SELECTED EXCERPT —
————

# Oaty ESB recipe



## BrewedCrudeandBitter (21/11/14)

Hey,

I'm planning on putting down an easy drinking, malty delight because there aren't enough commercial breweries putting out ESBs for some reason.

I love what oats bring to an oatmeal stout so I'm thinking that a bit of oats would bring extra creaminess to an ESB. So I've tentatively thrown together this recipe based on an amalgamation of others floating around.

22L Batch
OG - 1.056
FG - 1.014
IBU- 42
ABV - 5.7%

Maris Otter - 4.5kg (82.6%)
Crystal Medium - 0.35kg (6.4%)
Flaked Oats - 0.3kg (5.5%)
CaraAroma - 0.15kg (2.8%)
Biscuit Malt - 0.15kg (2.8%)

Challenger 40g @ 60mins
Bramling Cross 15g @ 20mins
Bramling Cross 10g in the cube.


I'm a bit undecided on yeast at the moment. I'm tossing up between S-04, 1469 and 1968 but I've not used any of them before so any advice would be great.

Also, should I be dry hopping on a beer like this?


----------



## manticle (21/11/14)

1469 is wonderful.
Look into simpsons golden naked oats - basically malted, crystal oats. Toast till golden brown for extra nuttiness.

————

GIVEN DATA —
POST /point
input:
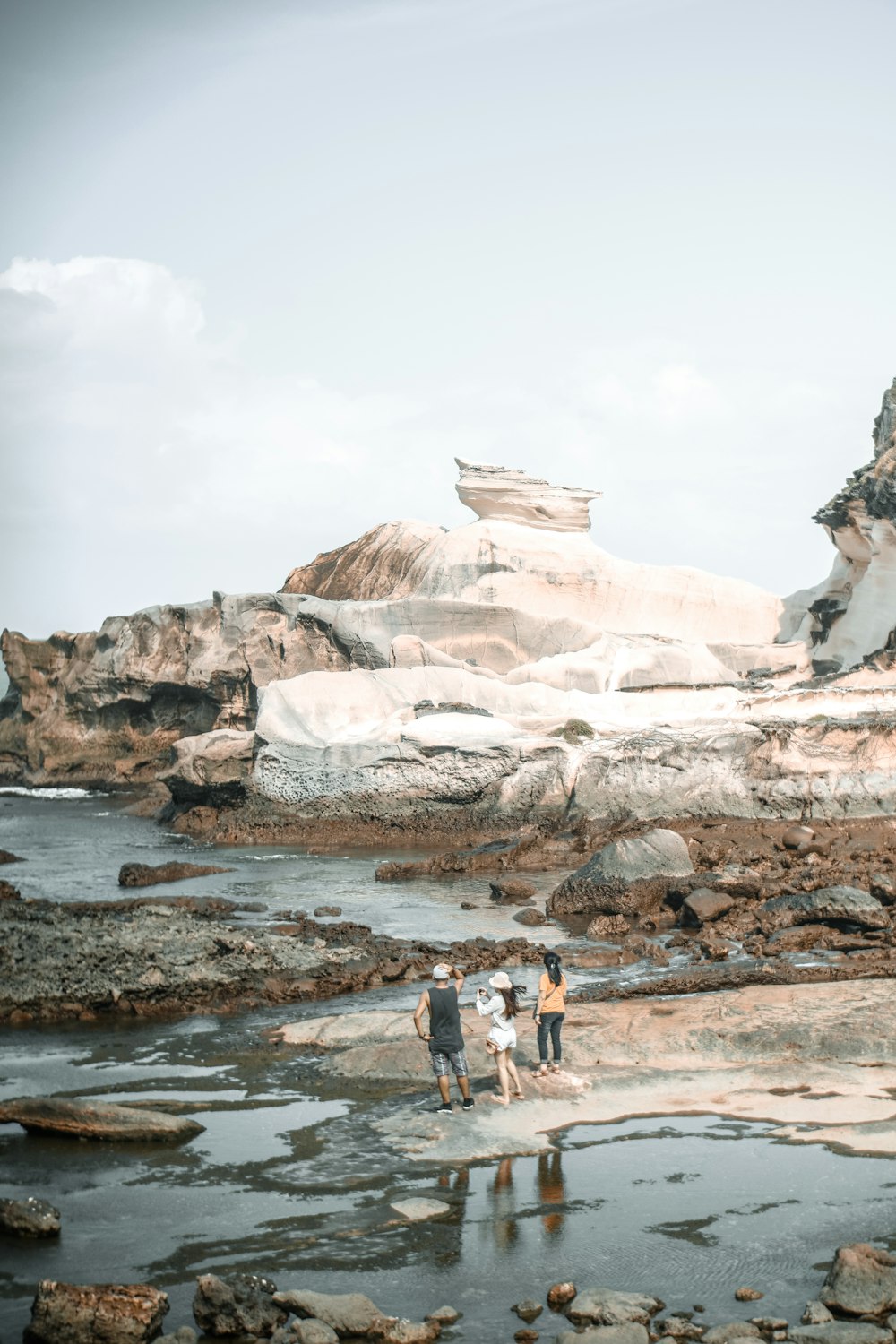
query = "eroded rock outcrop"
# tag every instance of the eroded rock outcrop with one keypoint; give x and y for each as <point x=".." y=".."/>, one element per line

————

Reproduce verbatim the passage of the oaty ESB recipe thread above from "Also, should I" to "for extra nuttiness.".

RESULT —
Also, should I be dry hopping on a beer like this?


----------



## manticle (21/11/14)

1469 is wonderful.
Look into simpsons golden naked oats - basically malted, crystal oats. Toast till golden brown for extra nuttiness.